++++ Data

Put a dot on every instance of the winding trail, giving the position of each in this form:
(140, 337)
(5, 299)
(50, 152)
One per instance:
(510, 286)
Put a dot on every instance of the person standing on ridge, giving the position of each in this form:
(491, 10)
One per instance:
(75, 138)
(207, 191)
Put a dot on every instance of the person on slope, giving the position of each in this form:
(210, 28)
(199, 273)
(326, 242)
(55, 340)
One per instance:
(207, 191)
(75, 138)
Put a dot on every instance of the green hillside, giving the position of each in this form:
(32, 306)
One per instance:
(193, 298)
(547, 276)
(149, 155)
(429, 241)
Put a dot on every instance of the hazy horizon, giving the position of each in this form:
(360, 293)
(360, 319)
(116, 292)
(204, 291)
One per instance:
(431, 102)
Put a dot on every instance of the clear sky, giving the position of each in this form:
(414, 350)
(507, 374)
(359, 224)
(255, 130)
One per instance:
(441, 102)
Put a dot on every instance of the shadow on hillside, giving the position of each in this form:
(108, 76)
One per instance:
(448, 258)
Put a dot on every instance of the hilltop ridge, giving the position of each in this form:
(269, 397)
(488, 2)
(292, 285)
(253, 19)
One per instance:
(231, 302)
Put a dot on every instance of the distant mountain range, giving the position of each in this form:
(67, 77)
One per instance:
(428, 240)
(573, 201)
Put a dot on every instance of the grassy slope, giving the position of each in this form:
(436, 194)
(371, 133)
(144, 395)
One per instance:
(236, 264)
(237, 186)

++++++++
++++ Data

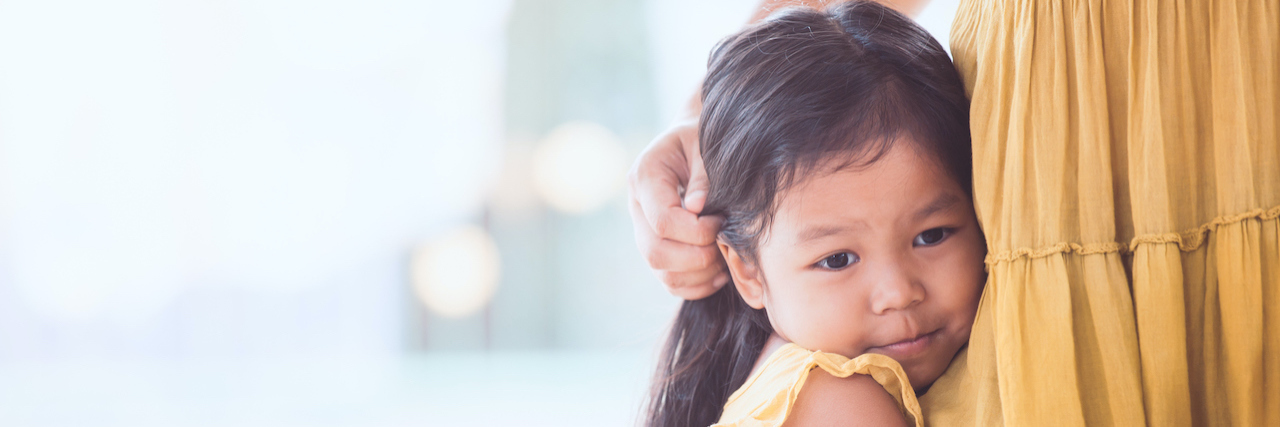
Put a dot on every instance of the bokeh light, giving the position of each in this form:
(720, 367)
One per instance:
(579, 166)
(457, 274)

++++++++
++++ Data

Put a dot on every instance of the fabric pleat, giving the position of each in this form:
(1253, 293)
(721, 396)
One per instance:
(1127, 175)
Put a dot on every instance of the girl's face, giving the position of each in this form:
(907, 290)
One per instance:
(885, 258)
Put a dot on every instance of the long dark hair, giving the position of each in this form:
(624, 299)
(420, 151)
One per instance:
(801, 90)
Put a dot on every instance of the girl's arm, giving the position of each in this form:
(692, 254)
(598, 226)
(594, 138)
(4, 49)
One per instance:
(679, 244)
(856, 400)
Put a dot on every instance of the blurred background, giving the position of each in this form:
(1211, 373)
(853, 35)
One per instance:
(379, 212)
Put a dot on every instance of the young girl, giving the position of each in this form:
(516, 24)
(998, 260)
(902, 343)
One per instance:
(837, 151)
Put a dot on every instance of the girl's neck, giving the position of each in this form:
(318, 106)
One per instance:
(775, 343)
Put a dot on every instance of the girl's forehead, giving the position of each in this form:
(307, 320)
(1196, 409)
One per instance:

++++++++

● **Direction**: Show each line of the material above that contains the string "ridge". Case counts.

● **Result of this exercise**:
Put a dot on every instance of the person standing on ridge, giving the position of each in this form:
Put a dot on every instance of the hilltop ridge, giving the position of each in this form:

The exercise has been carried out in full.